[Photo-based referring expression data]

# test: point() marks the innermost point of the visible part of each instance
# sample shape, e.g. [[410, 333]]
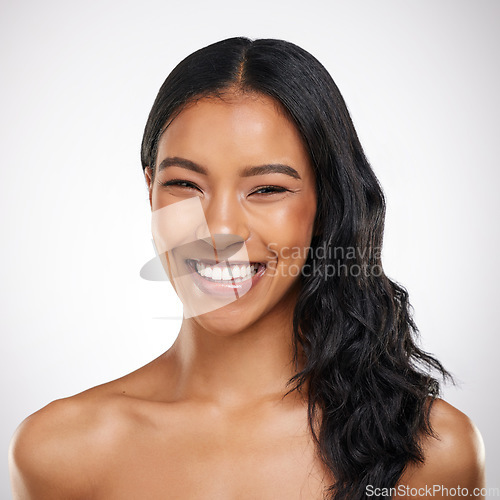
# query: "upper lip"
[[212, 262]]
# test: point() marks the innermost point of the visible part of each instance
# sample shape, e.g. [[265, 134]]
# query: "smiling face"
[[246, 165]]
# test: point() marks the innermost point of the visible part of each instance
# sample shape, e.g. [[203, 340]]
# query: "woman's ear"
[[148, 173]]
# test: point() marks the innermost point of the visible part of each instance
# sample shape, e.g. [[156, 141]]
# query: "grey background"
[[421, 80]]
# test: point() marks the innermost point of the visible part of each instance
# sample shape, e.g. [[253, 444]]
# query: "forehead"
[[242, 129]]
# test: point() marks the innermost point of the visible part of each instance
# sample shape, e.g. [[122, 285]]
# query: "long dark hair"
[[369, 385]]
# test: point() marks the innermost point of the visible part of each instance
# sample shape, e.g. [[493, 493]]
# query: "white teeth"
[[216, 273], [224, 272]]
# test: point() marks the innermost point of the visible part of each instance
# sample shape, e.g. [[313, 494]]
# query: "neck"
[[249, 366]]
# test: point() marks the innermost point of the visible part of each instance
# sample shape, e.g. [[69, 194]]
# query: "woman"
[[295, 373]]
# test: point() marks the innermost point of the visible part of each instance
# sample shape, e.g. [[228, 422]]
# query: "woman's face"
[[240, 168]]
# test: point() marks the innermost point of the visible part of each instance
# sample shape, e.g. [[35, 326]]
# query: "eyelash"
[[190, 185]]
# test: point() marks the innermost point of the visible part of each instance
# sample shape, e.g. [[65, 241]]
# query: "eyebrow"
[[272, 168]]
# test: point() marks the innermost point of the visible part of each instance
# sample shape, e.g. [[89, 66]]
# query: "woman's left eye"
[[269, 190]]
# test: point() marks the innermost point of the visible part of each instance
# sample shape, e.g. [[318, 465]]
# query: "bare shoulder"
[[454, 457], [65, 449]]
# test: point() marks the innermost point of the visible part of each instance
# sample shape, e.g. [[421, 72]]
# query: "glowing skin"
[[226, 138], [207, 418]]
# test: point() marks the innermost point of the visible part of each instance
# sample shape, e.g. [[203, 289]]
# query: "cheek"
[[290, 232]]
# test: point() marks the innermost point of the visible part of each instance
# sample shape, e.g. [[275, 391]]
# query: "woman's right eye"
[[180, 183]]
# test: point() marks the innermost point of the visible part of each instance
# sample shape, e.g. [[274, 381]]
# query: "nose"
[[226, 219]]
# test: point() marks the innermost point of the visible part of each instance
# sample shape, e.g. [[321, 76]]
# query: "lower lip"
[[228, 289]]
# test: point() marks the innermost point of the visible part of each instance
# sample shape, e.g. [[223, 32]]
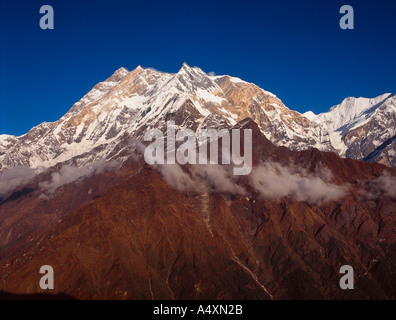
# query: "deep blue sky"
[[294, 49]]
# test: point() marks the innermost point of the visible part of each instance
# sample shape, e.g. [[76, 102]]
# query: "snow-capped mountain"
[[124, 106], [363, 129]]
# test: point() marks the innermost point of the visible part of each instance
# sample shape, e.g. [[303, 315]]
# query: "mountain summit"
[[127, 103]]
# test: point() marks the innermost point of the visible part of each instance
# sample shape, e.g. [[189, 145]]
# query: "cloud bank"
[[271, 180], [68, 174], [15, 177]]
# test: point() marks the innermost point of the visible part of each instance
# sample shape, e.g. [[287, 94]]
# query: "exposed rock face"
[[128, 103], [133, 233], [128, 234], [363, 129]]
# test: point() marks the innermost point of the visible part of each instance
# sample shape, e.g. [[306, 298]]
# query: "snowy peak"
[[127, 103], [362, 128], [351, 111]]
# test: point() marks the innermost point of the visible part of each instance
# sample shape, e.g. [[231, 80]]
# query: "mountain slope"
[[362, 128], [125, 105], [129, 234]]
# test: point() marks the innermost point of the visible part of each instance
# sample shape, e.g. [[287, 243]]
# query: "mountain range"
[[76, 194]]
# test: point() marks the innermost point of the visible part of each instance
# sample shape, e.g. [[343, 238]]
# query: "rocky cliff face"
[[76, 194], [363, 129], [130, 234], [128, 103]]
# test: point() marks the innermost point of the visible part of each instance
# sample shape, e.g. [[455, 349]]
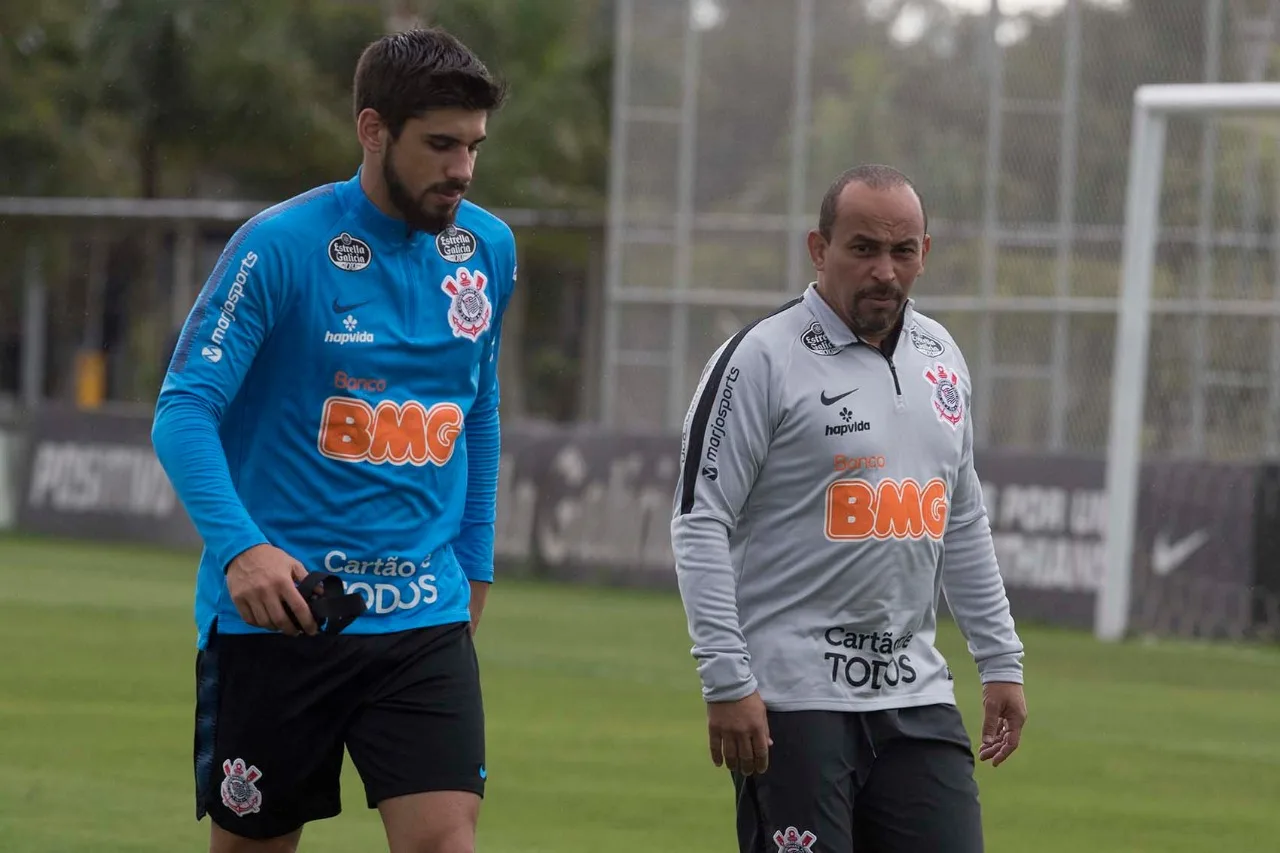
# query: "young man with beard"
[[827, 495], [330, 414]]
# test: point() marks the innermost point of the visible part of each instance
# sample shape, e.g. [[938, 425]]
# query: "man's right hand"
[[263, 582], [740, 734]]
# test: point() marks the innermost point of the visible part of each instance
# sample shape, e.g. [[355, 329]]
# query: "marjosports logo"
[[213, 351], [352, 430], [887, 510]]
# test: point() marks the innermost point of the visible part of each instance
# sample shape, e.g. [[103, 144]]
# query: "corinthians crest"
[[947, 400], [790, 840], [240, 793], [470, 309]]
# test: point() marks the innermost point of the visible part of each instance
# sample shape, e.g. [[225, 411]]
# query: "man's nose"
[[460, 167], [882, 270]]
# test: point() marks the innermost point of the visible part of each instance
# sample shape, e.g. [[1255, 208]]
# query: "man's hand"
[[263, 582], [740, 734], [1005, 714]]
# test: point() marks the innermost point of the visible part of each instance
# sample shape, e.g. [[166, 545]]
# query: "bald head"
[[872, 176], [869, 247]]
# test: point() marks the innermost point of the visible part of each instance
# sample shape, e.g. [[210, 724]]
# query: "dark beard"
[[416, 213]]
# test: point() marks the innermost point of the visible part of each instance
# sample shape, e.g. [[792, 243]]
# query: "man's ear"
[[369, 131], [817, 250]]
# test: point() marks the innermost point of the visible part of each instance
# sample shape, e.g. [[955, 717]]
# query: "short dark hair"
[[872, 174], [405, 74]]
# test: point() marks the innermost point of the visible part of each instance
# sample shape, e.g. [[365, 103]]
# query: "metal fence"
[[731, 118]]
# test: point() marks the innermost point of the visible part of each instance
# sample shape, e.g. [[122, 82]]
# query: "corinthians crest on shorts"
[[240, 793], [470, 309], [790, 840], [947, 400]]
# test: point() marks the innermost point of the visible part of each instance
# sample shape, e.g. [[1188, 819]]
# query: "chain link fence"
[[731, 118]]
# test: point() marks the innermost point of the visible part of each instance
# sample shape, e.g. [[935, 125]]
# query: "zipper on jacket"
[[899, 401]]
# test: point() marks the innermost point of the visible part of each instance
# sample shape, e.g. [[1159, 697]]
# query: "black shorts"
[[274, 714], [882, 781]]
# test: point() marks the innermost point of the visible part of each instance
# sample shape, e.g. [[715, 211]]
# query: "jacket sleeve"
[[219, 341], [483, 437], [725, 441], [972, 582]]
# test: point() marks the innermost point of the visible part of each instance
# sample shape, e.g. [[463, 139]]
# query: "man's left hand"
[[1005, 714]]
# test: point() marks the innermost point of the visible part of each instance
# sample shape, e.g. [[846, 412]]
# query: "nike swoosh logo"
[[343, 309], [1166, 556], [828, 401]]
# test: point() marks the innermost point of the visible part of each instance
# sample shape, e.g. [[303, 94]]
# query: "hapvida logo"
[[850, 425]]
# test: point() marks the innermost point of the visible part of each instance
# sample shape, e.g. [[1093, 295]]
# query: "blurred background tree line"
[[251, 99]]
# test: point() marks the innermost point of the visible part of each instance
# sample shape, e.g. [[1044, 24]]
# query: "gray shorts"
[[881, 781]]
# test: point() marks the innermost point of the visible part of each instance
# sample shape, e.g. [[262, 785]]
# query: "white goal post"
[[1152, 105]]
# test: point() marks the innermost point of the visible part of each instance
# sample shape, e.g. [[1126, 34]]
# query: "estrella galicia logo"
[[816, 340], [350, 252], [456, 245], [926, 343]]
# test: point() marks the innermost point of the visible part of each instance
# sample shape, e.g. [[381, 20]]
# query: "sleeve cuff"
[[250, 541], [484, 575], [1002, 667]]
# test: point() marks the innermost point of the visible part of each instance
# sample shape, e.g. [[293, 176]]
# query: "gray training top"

# WHAT TO WORK ON:
Return all of the records above exactly as written. Omit each picture.

# ANSWER:
# test: point() marks the innermost point of the visible part of each instance
# sample shape, e.g. [[410, 333]]
# query: "upper lip"
[[212, 262]]
# test: point() marks the innermost point of the visible part of each instance
# sample shape, e.g. [[265, 134]]
# query: "smiling face"
[[246, 165]]
# test: point() marks the innermost point of the visible part of each instance
# sample shape, e.g. [[203, 340]]
# query: "woman's ear"
[[148, 173]]
# test: point() marks the innermost point of the visible part of each instance
# sample shape, e.g. [[156, 141]]
# query: "grey background"
[[421, 80]]
# test: point() marks the innermost point of the visible part of each instance
# sample shape, e.g. [[253, 444]]
# query: "forehead"
[[242, 129]]
# test: point() marks the innermost point of the visible part of each instance
# sample shape, e.g. [[122, 285]]
# query: "long dark hair"
[[369, 385]]
# test: point() marks the innermost point of the visible part of each instance
# sample shape, e.g. [[493, 493]]
# query: "white teeth"
[[216, 273], [224, 272]]
# test: point() marks the innermost point of the visible part of each instance
# sample shape, e.g. [[313, 494]]
# query: "neck"
[[249, 366]]
# test: point() marks the innermost point of the visible part of each instance
# sample shape, e.g. [[69, 194]]
# query: "woman"
[[295, 373]]
# test: point() marks the innermost point of the visible part of each instance
# sample shape, e.g. [[228, 422]]
# query: "woman's face"
[[240, 168]]
# test: point() marks the innermost point of the visible part of each instance
# sample shape, e.g. [[35, 326]]
# query: "eyelash"
[[190, 185]]
# test: point() marks the innermost point of the visible part of each instance
# sample shape, e.g. [[65, 241]]
# query: "eyebrow"
[[272, 168]]
# test: point() marks the innermost point of the visible part of each instance
# sample shape, e.g. [[89, 66]]
# query: "woman's left eye"
[[269, 190]]
# test: point() marks the innermost point of the visible part of each instance
# sample shape, e.g. [[318, 465]]
# query: "bare shoulder"
[[454, 457], [65, 449]]
# test: point() marks the innermost point of the visible part of each instance
# sample shape, e.g. [[421, 72]]
# query: "glowing skin"
[[226, 138], [207, 418]]
# test: point() marks the innermost point of the visible part of each instance
# sample shape, e.g. [[203, 289]]
# query: "cheek"
[[290, 232]]
# test: point() marks the innermost point of the visible part of each instance
# sample shape, e.g. [[275, 391]]
# query: "woman's right eye"
[[180, 183]]
# test: point() marks the innermost point of the visible part of each instance
# sample shape, e.g. [[274, 381]]
# query: "nose"
[[226, 219]]
# test: point() marks the innermost point of the visible part of each instance
# sample shape, e.g. [[321, 76]]
# query: "lower lip"
[[228, 289]]
# test: point() marks the innermost point of the visible part of each instance
# sample shape, e.g. [[223, 32]]
# query: "deep blue sky"
[[294, 49]]
# test: point() marks the innermost point of the visible part of each instance
# sample shape, e.g. [[76, 102]]
# query: "snow-capped mountain"
[[124, 106], [363, 129]]
# test: point() marks the innermost point of the visible part of each instance
# sample shape, e.g. [[303, 315]]
# query: "mountain summit"
[[127, 103]]
# test: point() marks the innermost point of the visible part of each instance
# sample shape, e.g. [[189, 145]]
# query: "cloud bank"
[[271, 180], [68, 174], [15, 177]]
# test: point() marks the innermost point of the visible part of each instance
# sample shape, e.g. [[287, 94]]
# query: "exposed rock face"
[[128, 103], [133, 233], [128, 234], [363, 129]]
# test: point() marks the innermost point of the visible part of each instance
# sample shape, e.g. [[306, 298]]
# query: "snowy peak"
[[127, 103], [362, 128], [351, 111]]
# test: point() marks the innermost point of the visible part of each instance
# sample shape, e.g. [[231, 80]]
# query: "mountain slope"
[[362, 128], [125, 105], [129, 234]]
# test: point() marks the innermost point of the visible part of each instance
# sample shape, e.g. [[287, 243]]
# query: "mountain range"
[[76, 194]]
# test: point() marks the innermost point of the visible part of each instance
# sample shape, e.g. [[343, 238]]
# query: "rocky cliff face"
[[76, 194], [363, 129], [130, 234], [128, 103]]
# test: point() marks the innermost point of the visible part of each instance
# sample shape, e.g. [[455, 349]]
# query: "young man with beard"
[[827, 495], [330, 414]]
# test: point() marks the innermost point of the visible part of each instance
# sample shape, e.g. [[938, 425]]
# query: "man's right hand"
[[263, 582], [740, 734]]
# test: point() marks the innermost point of the visible part of each instance
# sample shape, e.g. [[355, 329]]
# query: "marjosports logo"
[[213, 351], [352, 430], [887, 510]]
# test: point() marks the innermost point of the visible part of each instance
# sample shape, e.g. [[103, 144]]
# query: "corinthians crest"
[[947, 400], [790, 840], [240, 793], [470, 309]]
# test: point() marks the innermost point of the visible part of each instance
# sample shape, e.g. [[225, 411]]
# query: "man's nose"
[[460, 167], [882, 270]]
# test: point() marks the innermost point of the visible part of each instance
# sample shape, e.g. [[1255, 208]]
# query: "man's hand"
[[263, 582], [740, 734], [1005, 714]]
# test: point() marks the innermost point of the visible part of each instance
# sample shape, e.g. [[166, 545]]
# query: "bald head"
[[872, 176], [869, 247]]
# test: point() marks the innermost point of the visible part of each instance
# sample shape, e.g. [[210, 724]]
# query: "dark beard"
[[416, 213]]
# test: point() marks the innermost point of the visible part of each instance
# sample shape, e.g. [[792, 243]]
# query: "man's ear"
[[369, 131], [817, 250]]
# test: point() marks the innermost point of the visible part of each instance
# sample shape, e.g. [[955, 717]]
# query: "short dark hair"
[[872, 174], [405, 74]]
# test: point() marks the innermost point of the visible part of each instance
# sample shape, e.g. [[365, 103]]
# query: "metal fence"
[[731, 118]]
# test: point() marks the innermost point of the visible part of each instance
# sample shape, e.g. [[122, 82]]
# query: "corinthians crest on shorts"
[[240, 793], [470, 309], [790, 840], [947, 400]]
# test: point() marks the innermost point of the visible part of each instance
# sample shape, e.g. [[1188, 819]]
# query: "chain link fence"
[[731, 118]]
# test: point() marks the innermost point of the visible part of each instance
# sample shape, e.g. [[935, 125]]
# query: "zipper on jacket"
[[899, 401]]
# test: point() marks the innermost point of the visible part of each instance
# sample shape, e.g. [[1159, 697]]
# query: "black shorts"
[[274, 714], [882, 781]]
# test: point() marks the innermost point of the visible part of each instance
# sample shape, e.g. [[715, 211]]
# query: "jacket sleeve"
[[219, 341], [483, 437], [725, 441], [972, 582]]
# test: point() marks the innermost point of the visible part of each instance
# sample shape, e.g. [[463, 139]]
# query: "man's left hand"
[[1005, 714]]
# test: point() marks the innermost point of the visible part of each instance
# sample shape, e.g. [[846, 412]]
# query: "nike swoosh logo"
[[343, 309], [1166, 556], [828, 401]]
# test: point() marks the innermost point of the visible part of each instance
# sample shape, e.g. [[303, 94]]
# query: "hapvida logo"
[[850, 425]]
# test: point() marks the innermost point of the visible part of each instance
# sample shape, e.g. [[1093, 295]]
# query: "blurred background tree line"
[[251, 99]]
# test: point() marks the innermost point of the visible part of each instance
# sample shape, e.g. [[1044, 24]]
# query: "gray shorts"
[[881, 781]]
# test: point() marks the innermost point of the visible part of each instance
# sample shape, e.g. [[262, 785]]
# query: "white goal post"
[[1152, 105]]
# test: point() marks the innermost point of the visible part of each instance
# sample shape, e.g. [[1126, 34]]
# query: "estrella galicia logo"
[[816, 340], [350, 252], [456, 245], [926, 343]]
# test: point() marks the innermost point of the visible part of each instance
# sample shape, e.g. [[381, 20]]
# query: "sleeve cuff"
[[250, 541], [484, 575], [1002, 667]]
# test: point() marks the innermost point of the visible part of each instance
# sample shape, e.g. [[293, 176]]
# query: "gray training top"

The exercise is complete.